Data entries:
★ ★ ★ ★ ★
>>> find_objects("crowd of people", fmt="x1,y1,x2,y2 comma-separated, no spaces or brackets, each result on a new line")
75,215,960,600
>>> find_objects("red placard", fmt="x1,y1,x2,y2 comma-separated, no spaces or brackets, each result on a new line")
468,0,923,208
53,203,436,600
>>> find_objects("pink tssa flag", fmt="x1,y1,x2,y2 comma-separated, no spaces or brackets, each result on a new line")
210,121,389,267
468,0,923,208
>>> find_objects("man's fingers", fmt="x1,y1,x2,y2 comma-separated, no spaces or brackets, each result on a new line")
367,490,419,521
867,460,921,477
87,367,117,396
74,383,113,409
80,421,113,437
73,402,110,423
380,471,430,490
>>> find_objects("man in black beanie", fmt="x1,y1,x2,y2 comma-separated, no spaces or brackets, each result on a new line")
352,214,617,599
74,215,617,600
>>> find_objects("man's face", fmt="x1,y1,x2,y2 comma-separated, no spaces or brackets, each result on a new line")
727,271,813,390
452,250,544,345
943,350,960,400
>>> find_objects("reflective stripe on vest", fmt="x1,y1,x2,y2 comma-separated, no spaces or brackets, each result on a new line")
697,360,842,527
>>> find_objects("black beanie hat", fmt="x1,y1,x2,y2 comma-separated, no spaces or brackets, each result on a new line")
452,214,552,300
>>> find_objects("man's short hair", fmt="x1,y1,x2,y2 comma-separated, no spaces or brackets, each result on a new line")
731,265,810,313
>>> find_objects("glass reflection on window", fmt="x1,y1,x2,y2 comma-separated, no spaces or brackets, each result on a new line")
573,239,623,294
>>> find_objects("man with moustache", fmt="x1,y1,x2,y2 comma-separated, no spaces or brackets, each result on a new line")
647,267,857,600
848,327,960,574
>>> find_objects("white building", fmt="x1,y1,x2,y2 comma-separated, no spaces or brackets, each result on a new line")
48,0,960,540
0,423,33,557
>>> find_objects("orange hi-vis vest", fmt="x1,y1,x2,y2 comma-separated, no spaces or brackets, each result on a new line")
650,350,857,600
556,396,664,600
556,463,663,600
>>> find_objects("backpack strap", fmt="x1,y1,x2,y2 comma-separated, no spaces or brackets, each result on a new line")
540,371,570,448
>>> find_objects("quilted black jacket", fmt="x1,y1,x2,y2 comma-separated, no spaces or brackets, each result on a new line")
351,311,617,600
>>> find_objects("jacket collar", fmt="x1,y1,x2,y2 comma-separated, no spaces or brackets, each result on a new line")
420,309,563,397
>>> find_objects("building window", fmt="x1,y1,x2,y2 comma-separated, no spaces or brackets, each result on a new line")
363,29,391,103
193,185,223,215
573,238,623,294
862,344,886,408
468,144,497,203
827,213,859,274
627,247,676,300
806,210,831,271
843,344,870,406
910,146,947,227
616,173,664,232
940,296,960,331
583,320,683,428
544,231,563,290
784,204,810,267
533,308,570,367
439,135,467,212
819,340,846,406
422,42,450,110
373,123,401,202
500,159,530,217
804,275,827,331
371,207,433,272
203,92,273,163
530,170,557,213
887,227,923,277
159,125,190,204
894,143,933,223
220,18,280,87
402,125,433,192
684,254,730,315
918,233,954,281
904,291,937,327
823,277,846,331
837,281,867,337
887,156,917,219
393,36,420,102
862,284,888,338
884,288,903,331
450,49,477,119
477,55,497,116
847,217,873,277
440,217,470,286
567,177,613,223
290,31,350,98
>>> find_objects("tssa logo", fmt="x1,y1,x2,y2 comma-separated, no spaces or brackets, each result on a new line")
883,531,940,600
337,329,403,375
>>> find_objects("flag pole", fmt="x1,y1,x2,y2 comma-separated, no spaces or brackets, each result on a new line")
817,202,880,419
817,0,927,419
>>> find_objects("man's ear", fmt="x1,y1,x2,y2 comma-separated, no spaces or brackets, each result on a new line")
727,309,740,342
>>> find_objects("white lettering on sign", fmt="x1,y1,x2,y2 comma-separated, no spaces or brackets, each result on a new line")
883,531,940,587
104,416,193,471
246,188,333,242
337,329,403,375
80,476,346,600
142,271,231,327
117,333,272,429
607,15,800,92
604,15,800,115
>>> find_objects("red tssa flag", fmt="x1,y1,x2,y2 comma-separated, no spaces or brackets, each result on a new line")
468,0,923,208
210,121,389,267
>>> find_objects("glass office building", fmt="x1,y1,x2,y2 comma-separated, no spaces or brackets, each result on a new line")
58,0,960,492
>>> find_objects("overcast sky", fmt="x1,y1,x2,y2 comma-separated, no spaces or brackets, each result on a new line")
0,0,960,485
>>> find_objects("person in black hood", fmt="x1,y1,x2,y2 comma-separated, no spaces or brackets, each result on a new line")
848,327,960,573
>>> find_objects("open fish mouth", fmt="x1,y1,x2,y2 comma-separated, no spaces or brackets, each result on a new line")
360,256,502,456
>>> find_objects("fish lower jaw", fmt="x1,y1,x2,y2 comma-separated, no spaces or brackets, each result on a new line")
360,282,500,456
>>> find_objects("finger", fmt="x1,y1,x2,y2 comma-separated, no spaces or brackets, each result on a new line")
★ ★ ★ ★ ★
Required task | Locate every row in the data entries that contains the word "beanie" and copy each of those rows in full.

The reply |
>>> find_objects("man in black beanie", fmt="x1,y1,x2,y2 comma-separated, no spaces or brackets, each result on a new line")
>>> find_objects("black beanie hat", fmt="x1,y1,x2,y2 comma-separated, no spaces or brackets, each result on a new line")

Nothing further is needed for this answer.